What needs to be done
Print the data below exactly, but only the lines from the one containing "Target: castle ruin" down to the one containing "Where can the low", inclusive.

[Referring expression data]
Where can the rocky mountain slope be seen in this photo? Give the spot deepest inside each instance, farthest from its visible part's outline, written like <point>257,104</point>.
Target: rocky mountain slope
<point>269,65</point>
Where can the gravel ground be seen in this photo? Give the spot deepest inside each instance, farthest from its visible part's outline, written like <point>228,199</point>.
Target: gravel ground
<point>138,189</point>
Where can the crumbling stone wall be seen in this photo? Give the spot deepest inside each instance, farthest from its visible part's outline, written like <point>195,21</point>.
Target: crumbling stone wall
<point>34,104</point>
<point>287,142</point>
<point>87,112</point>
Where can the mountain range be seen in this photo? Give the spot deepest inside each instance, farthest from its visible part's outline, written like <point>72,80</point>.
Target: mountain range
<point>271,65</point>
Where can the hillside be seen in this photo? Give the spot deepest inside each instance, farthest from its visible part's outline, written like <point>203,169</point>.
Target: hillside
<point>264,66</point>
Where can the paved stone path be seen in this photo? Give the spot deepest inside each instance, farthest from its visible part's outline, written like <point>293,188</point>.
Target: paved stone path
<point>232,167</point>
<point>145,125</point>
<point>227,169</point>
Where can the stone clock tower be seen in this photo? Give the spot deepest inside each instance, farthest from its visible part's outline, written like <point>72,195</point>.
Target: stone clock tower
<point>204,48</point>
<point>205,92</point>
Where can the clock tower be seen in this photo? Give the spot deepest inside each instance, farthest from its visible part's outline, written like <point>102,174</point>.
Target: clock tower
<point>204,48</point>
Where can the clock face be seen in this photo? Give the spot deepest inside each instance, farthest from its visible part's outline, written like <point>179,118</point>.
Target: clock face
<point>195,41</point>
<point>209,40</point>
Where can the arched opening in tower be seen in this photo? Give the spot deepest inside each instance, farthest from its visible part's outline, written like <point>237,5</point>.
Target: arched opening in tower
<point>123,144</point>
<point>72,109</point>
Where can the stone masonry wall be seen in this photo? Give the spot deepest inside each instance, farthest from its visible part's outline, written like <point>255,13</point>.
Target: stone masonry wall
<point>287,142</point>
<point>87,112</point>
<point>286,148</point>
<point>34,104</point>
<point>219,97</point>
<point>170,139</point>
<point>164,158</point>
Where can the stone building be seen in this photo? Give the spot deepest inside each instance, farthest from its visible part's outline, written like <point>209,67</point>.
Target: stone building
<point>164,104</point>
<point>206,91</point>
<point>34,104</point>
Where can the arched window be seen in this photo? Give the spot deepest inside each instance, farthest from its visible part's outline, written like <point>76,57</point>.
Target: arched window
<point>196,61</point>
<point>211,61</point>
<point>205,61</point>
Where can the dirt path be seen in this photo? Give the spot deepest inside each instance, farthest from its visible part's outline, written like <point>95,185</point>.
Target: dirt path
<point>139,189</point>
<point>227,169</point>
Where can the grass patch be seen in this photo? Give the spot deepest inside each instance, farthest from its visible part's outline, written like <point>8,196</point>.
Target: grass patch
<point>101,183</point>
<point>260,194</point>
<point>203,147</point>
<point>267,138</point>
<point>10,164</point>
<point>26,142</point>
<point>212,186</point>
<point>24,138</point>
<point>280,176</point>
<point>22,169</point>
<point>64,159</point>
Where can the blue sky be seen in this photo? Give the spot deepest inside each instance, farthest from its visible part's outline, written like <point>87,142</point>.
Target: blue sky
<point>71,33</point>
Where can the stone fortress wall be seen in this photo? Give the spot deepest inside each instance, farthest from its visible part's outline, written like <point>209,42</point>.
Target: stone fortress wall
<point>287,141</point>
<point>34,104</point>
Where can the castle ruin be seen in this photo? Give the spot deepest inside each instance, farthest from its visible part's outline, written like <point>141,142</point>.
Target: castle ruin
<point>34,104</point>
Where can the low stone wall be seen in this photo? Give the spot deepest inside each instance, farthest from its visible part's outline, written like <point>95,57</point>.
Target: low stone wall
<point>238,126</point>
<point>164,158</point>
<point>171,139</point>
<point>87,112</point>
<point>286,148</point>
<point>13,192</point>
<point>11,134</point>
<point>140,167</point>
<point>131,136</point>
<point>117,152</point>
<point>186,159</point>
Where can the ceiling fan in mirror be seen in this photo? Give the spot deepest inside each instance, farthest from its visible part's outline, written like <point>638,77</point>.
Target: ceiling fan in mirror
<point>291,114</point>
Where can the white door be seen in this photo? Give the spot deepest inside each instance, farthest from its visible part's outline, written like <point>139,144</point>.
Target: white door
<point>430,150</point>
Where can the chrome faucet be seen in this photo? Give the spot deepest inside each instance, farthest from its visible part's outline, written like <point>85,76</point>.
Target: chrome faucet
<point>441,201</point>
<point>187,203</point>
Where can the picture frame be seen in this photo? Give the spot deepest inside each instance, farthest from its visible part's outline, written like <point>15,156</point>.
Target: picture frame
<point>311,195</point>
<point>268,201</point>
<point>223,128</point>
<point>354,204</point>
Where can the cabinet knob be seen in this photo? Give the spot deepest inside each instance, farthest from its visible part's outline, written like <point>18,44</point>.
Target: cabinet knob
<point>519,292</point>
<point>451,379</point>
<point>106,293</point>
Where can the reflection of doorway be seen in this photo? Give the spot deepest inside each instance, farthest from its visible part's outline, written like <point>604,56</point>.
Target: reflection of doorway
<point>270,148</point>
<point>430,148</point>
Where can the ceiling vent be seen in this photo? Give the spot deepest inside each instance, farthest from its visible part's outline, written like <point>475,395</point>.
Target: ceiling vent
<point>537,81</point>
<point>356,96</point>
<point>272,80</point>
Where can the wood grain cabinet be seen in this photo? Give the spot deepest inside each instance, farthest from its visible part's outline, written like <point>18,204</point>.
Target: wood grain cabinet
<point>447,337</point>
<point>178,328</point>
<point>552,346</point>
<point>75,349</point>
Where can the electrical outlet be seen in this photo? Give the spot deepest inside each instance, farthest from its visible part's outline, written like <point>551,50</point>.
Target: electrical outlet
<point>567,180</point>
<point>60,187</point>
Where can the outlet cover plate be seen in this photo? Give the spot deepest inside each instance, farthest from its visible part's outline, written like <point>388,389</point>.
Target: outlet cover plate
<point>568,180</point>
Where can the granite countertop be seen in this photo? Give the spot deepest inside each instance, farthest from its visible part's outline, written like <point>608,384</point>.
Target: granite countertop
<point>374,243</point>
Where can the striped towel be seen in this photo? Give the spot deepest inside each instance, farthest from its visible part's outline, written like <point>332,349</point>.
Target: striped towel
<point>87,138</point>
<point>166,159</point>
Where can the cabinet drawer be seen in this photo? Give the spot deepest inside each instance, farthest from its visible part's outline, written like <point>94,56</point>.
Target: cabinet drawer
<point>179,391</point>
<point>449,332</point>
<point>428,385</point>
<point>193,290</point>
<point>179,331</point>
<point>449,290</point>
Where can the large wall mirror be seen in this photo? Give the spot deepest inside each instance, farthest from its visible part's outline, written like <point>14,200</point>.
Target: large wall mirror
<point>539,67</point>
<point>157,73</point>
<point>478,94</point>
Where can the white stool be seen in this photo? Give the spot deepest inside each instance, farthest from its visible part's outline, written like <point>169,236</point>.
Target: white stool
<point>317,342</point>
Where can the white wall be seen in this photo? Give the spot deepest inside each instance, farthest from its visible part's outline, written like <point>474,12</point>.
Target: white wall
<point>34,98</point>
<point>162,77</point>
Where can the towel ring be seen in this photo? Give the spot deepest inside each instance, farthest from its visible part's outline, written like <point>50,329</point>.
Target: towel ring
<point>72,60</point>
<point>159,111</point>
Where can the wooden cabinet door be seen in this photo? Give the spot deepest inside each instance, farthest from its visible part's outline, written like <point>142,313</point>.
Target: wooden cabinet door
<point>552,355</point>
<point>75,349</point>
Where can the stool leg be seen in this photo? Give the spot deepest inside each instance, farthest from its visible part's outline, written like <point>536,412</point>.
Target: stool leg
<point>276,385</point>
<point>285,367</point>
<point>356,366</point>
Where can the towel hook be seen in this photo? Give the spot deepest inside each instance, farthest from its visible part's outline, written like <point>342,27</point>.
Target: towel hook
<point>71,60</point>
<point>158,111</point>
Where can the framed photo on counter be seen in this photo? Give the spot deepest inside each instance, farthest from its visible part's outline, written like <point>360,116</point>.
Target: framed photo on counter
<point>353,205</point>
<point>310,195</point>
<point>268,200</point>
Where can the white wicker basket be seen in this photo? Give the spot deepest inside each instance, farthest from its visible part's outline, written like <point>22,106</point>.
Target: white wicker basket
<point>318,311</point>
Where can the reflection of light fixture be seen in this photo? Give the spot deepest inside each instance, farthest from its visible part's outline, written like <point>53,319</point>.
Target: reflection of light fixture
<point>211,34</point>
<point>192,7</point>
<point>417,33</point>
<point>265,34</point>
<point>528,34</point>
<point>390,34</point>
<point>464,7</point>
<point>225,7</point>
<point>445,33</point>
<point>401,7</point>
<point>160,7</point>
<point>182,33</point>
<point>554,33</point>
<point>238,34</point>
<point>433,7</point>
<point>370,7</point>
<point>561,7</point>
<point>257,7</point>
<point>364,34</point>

Worked solution
Target: castle ruin
<point>34,104</point>
Where can the low stone wall be seen in this photo? Give the spot deepest inside each instance, farthest from its visible part's outline, written like <point>95,57</point>.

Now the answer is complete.